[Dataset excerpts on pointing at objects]
^^^^^^^^
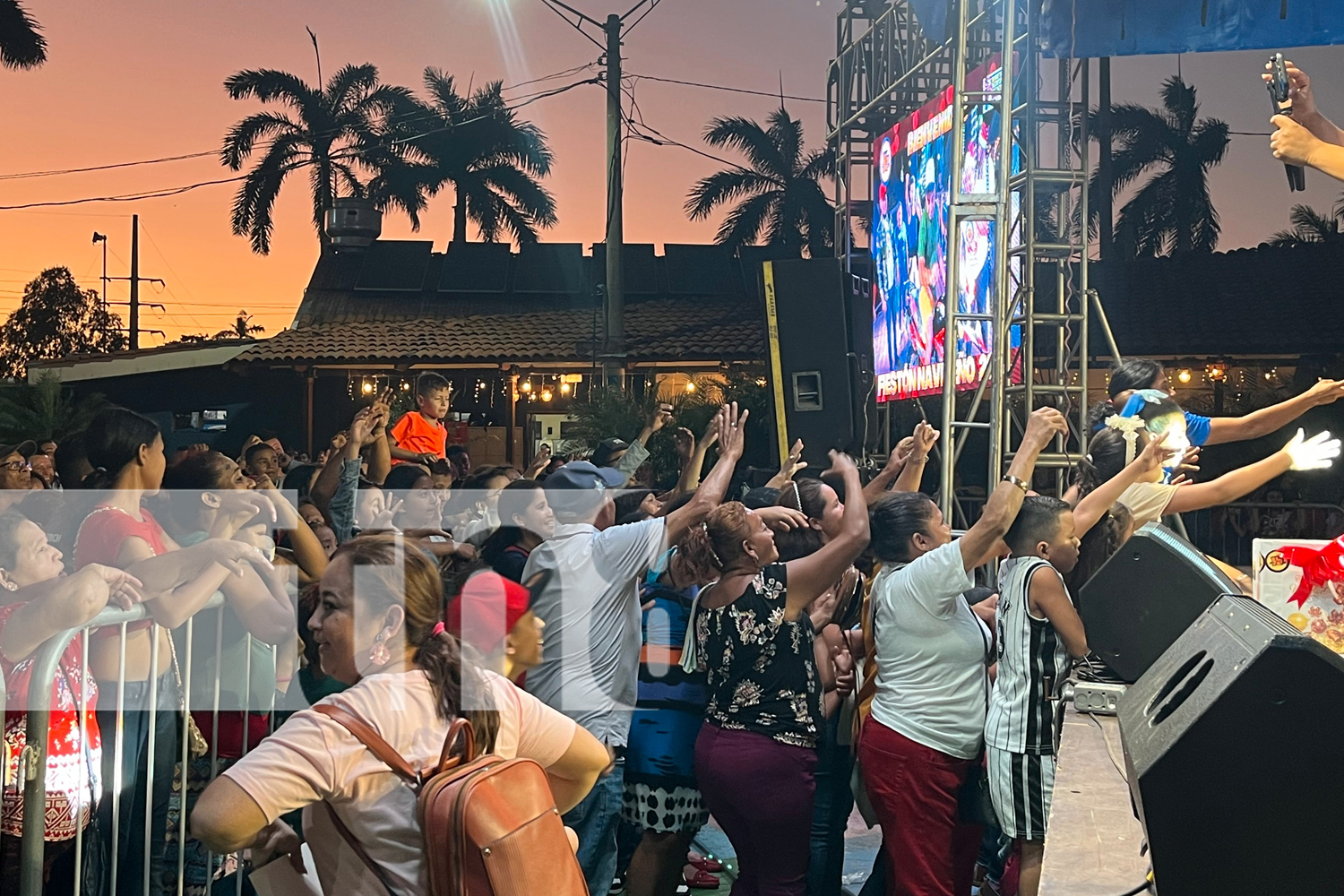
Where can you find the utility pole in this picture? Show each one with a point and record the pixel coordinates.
(134, 284)
(613, 293)
(613, 300)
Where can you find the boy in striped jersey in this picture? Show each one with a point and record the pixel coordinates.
(1038, 630)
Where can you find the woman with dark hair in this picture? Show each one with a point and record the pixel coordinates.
(755, 754)
(128, 457)
(1142, 374)
(526, 520)
(40, 602)
(925, 734)
(409, 681)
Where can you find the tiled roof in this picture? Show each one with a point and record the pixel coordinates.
(663, 330)
(1277, 301)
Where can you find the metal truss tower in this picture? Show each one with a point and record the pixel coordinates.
(884, 69)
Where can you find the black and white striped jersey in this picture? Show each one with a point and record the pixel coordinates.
(1032, 665)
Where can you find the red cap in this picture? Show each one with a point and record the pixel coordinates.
(492, 606)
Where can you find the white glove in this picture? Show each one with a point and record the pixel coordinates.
(1316, 452)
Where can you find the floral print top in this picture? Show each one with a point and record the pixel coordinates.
(761, 670)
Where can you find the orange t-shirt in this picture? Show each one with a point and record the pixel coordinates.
(417, 435)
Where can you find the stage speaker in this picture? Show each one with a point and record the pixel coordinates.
(819, 373)
(1228, 743)
(1144, 597)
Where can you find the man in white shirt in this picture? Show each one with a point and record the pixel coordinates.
(591, 613)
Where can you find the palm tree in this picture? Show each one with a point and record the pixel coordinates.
(45, 411)
(478, 145)
(333, 131)
(242, 328)
(1311, 226)
(21, 43)
(1172, 211)
(779, 196)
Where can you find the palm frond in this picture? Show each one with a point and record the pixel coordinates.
(22, 45)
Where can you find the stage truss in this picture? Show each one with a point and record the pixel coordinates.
(884, 69)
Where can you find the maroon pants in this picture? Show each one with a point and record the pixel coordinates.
(761, 793)
(914, 791)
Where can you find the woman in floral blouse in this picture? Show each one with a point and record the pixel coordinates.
(757, 750)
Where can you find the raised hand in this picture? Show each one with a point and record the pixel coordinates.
(924, 440)
(1042, 426)
(731, 432)
(795, 461)
(1316, 452)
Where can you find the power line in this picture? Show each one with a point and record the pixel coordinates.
(120, 164)
(695, 83)
(338, 156)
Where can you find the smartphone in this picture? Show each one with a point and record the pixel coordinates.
(1279, 93)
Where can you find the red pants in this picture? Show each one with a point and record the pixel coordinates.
(914, 793)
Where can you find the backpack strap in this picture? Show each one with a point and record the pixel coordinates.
(367, 737)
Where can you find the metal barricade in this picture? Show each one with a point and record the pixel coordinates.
(1228, 530)
(46, 665)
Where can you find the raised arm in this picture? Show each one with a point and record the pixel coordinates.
(64, 603)
(811, 575)
(1271, 419)
(731, 429)
(1300, 454)
(911, 477)
(1099, 500)
(978, 544)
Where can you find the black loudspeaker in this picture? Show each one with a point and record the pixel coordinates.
(823, 403)
(1228, 742)
(1144, 597)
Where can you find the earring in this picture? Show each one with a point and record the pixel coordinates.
(379, 656)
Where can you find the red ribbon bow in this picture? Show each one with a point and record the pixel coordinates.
(1319, 567)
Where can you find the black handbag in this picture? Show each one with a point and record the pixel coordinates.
(975, 805)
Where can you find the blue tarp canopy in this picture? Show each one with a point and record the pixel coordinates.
(1089, 29)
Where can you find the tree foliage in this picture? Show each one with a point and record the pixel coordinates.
(779, 194)
(45, 411)
(22, 45)
(56, 319)
(478, 145)
(332, 131)
(1311, 226)
(1171, 211)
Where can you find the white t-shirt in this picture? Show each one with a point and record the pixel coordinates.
(590, 664)
(312, 758)
(1147, 501)
(930, 651)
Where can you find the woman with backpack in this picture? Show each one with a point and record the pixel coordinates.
(409, 685)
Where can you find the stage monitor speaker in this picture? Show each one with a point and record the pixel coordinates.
(1228, 742)
(819, 371)
(1144, 597)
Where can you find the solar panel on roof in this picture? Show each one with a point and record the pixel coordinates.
(394, 266)
(640, 274)
(550, 268)
(698, 271)
(476, 268)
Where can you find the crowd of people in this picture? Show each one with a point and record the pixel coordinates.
(762, 656)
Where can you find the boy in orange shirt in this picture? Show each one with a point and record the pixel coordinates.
(419, 435)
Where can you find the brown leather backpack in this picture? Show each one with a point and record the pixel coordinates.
(491, 825)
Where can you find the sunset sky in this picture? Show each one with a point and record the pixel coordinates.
(142, 78)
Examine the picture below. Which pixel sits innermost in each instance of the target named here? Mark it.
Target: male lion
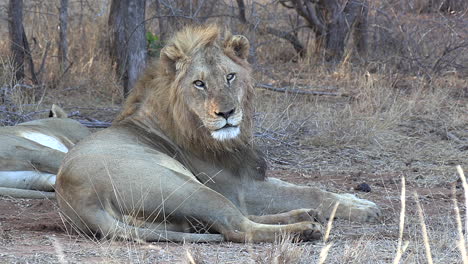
(31, 153)
(181, 153)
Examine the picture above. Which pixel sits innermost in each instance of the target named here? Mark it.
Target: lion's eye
(199, 84)
(230, 77)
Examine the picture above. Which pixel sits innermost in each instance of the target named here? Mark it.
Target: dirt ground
(31, 231)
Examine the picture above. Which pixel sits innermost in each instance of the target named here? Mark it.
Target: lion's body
(31, 153)
(180, 155)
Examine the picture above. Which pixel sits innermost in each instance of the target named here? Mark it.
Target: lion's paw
(357, 209)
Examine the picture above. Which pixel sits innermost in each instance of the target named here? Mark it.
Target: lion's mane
(155, 103)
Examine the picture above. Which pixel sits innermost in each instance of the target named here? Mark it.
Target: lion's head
(199, 91)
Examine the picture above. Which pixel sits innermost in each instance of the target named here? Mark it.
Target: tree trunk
(127, 40)
(62, 42)
(334, 22)
(15, 30)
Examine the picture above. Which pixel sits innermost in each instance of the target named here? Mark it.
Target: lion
(179, 159)
(31, 153)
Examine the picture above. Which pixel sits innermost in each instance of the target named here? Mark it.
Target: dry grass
(407, 115)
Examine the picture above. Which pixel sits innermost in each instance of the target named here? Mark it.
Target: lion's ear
(173, 57)
(57, 112)
(237, 45)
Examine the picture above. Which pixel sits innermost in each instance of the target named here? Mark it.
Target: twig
(44, 57)
(465, 188)
(298, 91)
(423, 230)
(399, 253)
(461, 242)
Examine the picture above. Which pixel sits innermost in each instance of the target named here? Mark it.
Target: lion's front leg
(274, 196)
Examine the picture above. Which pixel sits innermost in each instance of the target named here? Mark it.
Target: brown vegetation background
(400, 110)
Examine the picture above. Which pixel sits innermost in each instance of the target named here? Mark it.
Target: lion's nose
(226, 114)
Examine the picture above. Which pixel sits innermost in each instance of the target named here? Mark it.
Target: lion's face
(213, 88)
(211, 82)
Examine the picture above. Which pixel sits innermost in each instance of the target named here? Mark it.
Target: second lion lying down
(181, 154)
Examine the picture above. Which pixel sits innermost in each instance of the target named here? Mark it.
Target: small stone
(363, 187)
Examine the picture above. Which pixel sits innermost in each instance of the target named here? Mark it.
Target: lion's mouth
(228, 131)
(226, 126)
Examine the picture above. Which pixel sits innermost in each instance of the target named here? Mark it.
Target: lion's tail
(112, 227)
(27, 194)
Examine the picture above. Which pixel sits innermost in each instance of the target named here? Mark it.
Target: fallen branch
(298, 91)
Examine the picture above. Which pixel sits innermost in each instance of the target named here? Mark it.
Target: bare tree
(288, 36)
(127, 39)
(62, 42)
(18, 41)
(15, 29)
(333, 22)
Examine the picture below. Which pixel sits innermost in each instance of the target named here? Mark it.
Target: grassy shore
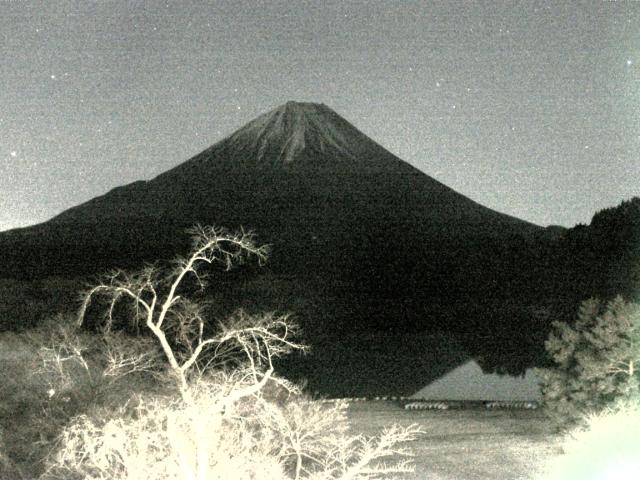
(467, 444)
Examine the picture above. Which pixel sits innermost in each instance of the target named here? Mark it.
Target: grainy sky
(530, 108)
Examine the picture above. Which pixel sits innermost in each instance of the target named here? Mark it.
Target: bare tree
(224, 425)
(159, 304)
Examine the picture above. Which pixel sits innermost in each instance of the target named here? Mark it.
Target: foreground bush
(596, 360)
(222, 412)
(606, 447)
(50, 375)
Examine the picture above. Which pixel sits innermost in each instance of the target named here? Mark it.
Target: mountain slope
(362, 241)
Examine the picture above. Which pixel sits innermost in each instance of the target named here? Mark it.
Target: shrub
(596, 360)
(223, 413)
(605, 447)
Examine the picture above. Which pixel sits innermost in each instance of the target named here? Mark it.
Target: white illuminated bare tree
(225, 424)
(164, 311)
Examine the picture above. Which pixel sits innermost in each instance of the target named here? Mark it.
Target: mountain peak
(295, 130)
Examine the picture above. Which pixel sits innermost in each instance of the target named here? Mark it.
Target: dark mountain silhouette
(362, 242)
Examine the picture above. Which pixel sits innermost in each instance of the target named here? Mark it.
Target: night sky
(530, 108)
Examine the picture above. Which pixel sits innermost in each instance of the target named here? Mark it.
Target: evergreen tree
(596, 360)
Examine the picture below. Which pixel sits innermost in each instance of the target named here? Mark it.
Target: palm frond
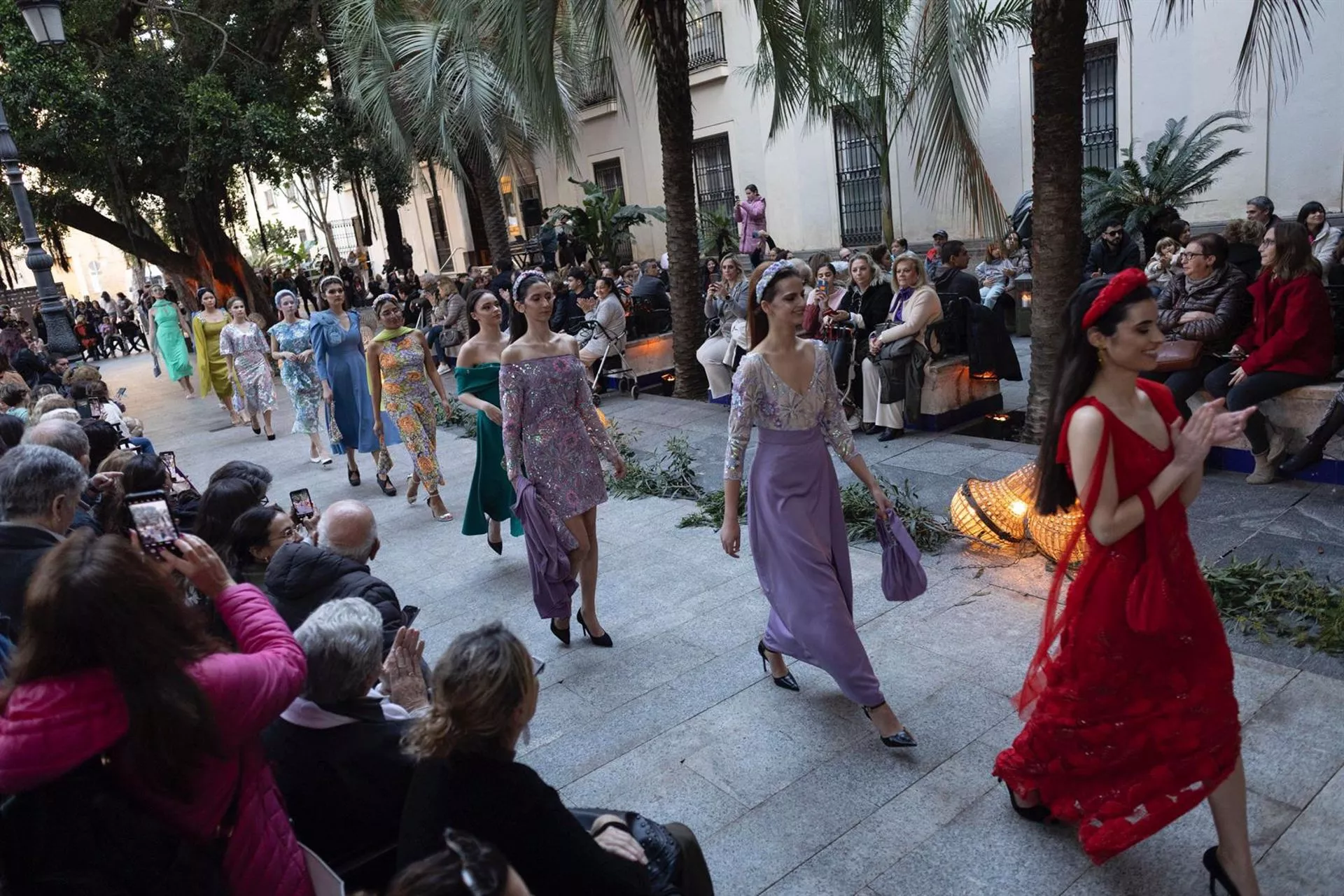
(1272, 48)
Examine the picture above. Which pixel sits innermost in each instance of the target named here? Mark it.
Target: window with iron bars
(858, 183)
(713, 175)
(1100, 133)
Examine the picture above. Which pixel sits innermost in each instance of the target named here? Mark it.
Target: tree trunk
(666, 20)
(1058, 30)
(483, 183)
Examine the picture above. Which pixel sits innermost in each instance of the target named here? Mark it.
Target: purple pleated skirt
(802, 555)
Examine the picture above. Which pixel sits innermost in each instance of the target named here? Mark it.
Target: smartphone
(152, 520)
(302, 504)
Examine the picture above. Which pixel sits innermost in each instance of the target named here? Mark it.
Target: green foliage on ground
(1288, 602)
(667, 475)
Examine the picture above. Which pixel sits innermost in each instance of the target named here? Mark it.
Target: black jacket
(1101, 258)
(344, 786)
(302, 578)
(20, 550)
(508, 805)
(956, 282)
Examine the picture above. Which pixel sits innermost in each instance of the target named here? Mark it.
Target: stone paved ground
(790, 793)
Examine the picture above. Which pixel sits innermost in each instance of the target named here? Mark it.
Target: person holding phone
(401, 374)
(491, 498)
(726, 301)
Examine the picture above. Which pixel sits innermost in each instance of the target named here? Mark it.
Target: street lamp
(43, 19)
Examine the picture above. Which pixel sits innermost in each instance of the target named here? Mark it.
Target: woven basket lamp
(990, 512)
(1051, 533)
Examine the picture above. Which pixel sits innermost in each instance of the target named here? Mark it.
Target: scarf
(898, 304)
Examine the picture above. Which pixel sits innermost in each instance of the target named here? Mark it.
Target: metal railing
(705, 36)
(598, 85)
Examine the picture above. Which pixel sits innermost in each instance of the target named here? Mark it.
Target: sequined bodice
(762, 398)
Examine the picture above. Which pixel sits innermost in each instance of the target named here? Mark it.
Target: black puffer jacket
(302, 578)
(1224, 296)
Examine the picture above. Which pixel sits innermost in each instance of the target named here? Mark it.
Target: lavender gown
(794, 522)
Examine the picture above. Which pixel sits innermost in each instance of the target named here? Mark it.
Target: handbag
(904, 577)
(1179, 355)
(660, 848)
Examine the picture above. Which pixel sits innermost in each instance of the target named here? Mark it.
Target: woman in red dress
(1129, 713)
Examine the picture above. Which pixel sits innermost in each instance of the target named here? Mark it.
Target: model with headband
(401, 372)
(1130, 719)
(785, 387)
(211, 365)
(292, 346)
(246, 349)
(343, 371)
(554, 437)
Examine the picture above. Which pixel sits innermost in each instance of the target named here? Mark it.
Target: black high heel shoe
(901, 739)
(1038, 813)
(1217, 874)
(604, 641)
(787, 680)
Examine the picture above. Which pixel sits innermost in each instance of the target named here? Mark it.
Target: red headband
(1121, 285)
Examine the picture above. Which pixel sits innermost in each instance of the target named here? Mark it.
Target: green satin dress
(491, 493)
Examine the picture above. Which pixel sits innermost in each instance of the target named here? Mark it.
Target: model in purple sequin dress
(554, 435)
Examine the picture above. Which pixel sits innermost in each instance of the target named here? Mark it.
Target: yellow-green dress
(210, 365)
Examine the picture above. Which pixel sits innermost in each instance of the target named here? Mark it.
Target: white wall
(1294, 150)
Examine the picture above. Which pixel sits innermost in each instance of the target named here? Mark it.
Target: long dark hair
(97, 603)
(1075, 368)
(220, 507)
(518, 323)
(251, 531)
(475, 296)
(757, 323)
(1294, 251)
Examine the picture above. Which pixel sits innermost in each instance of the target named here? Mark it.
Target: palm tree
(1272, 46)
(894, 66)
(1174, 169)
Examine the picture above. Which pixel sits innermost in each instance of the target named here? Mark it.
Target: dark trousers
(1183, 384)
(1253, 390)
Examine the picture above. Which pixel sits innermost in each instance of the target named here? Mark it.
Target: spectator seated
(302, 577)
(336, 750)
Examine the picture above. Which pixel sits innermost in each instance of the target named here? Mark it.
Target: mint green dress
(491, 493)
(172, 347)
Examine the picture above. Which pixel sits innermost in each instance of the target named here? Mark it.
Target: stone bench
(1294, 414)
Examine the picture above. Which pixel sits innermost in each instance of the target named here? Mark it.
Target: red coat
(54, 724)
(1292, 331)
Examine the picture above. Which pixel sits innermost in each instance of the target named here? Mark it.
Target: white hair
(343, 643)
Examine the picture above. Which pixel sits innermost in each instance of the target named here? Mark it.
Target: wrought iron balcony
(706, 41)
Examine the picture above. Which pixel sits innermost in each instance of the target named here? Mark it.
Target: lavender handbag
(902, 575)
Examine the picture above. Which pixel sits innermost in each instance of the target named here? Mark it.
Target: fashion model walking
(245, 347)
(292, 346)
(554, 435)
(1128, 701)
(168, 337)
(491, 498)
(339, 354)
(211, 365)
(785, 387)
(401, 372)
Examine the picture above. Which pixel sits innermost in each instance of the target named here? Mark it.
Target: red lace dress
(1132, 722)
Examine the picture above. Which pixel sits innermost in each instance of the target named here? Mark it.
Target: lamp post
(43, 20)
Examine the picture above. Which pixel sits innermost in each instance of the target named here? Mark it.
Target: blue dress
(340, 363)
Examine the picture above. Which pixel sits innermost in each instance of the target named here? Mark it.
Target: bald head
(350, 530)
(62, 435)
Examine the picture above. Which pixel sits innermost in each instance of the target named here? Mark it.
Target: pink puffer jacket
(54, 724)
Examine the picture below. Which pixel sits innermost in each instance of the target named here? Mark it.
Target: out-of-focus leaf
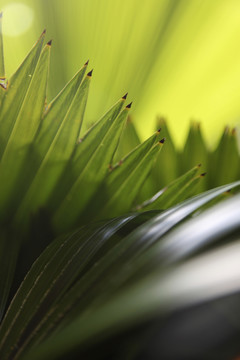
(195, 150)
(171, 194)
(164, 286)
(50, 277)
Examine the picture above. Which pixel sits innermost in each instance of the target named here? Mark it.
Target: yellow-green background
(177, 58)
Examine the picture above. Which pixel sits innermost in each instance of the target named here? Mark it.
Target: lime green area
(176, 58)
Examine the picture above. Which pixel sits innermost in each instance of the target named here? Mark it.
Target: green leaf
(226, 153)
(24, 98)
(166, 168)
(160, 288)
(50, 277)
(90, 165)
(128, 140)
(54, 144)
(195, 151)
(126, 178)
(171, 194)
(13, 160)
(3, 82)
(2, 68)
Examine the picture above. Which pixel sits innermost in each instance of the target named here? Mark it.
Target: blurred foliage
(181, 57)
(100, 284)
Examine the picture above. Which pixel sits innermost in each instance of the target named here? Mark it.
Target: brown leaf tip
(90, 73)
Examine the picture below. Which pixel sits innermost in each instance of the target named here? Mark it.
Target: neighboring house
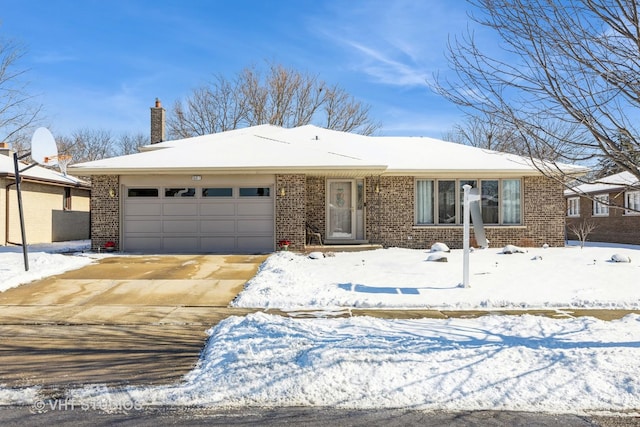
(55, 206)
(612, 204)
(247, 189)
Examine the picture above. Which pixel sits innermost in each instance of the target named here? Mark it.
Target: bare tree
(86, 145)
(566, 80)
(486, 132)
(582, 230)
(130, 143)
(18, 111)
(283, 97)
^^^^^^^^
Which lines in the listing above contain the string "mountain" in exactly that case? Pick them out and copy each one in full.

Target: mountain slope
Target: mountain peak
Target: dark mountain silhouette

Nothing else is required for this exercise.